[start]
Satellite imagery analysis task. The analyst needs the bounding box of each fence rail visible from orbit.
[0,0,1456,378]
[end]
[start]
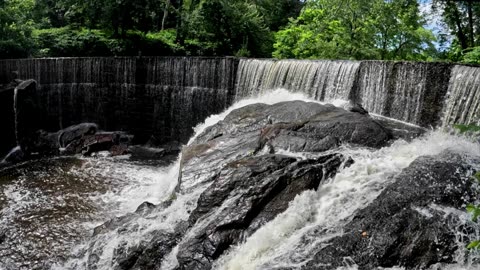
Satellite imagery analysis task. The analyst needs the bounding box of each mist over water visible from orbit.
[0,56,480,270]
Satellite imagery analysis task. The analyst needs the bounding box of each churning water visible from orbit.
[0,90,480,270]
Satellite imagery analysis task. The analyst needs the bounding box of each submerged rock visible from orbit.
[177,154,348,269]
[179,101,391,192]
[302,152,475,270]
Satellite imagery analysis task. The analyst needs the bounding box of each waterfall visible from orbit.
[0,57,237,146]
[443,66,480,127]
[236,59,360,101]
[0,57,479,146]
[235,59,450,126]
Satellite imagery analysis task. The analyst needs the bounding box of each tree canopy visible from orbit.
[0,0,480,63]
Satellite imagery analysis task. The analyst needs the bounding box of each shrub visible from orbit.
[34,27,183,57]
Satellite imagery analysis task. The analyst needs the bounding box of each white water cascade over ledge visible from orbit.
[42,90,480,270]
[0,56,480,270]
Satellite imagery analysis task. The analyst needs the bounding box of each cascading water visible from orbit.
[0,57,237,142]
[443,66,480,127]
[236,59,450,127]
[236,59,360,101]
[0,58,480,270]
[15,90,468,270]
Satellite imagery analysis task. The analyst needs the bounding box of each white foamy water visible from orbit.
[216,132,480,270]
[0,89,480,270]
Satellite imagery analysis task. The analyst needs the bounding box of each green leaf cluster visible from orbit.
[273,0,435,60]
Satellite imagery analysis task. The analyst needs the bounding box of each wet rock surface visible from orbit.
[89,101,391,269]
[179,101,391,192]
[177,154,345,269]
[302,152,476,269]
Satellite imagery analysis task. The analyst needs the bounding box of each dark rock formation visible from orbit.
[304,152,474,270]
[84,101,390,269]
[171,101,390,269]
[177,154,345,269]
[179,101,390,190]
[end]
[start]
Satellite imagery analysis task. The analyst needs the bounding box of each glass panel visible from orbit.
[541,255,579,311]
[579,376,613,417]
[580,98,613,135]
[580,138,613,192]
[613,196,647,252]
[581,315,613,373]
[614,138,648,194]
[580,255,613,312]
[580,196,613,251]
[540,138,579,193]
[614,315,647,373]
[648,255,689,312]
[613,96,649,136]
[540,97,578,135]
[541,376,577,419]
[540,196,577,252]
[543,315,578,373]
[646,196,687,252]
[end]
Present the lines between the one containing "rail visible from orbit." and the one containing "[0,0,1456,378]", inclusive, as a Markdown table with the columns Row and Entry line. Number each line and leave out any blank lines.

▶ _FULL RESPONSE_:
| Row | Entry line |
|---|---|
| 1 | Satellite imagery analysis task. The analyst needs the bounding box of each fence rail visible from orbit. |
| 2 | [0,0,1456,378] |